- [The input]:
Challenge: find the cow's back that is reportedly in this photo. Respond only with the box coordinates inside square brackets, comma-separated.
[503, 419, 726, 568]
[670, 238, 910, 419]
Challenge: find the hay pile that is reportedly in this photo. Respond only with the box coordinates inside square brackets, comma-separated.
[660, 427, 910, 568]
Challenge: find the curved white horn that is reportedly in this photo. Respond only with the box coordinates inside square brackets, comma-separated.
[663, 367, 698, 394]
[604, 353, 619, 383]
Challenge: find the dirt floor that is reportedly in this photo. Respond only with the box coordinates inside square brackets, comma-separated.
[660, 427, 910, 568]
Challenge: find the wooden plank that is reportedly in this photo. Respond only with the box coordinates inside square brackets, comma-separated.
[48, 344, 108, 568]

- [Requirements]:
Update the part of the listing that begins with the line containing "Challenge: find the dirt" and runs through the end of the listing by changing "wooden plank" to "wooden board". Keep everything else unchanged.

- [Response]:
Challenge: find the dirt floor that is reportedly in this photo. Respond only with the box coordinates inside square brackets, comma-separated.
[660, 427, 910, 568]
Challenge: find the wooden board that is reportedly in this photo. Respond only with the box coordinates inside square brackets, comma-separated.
[48, 344, 108, 568]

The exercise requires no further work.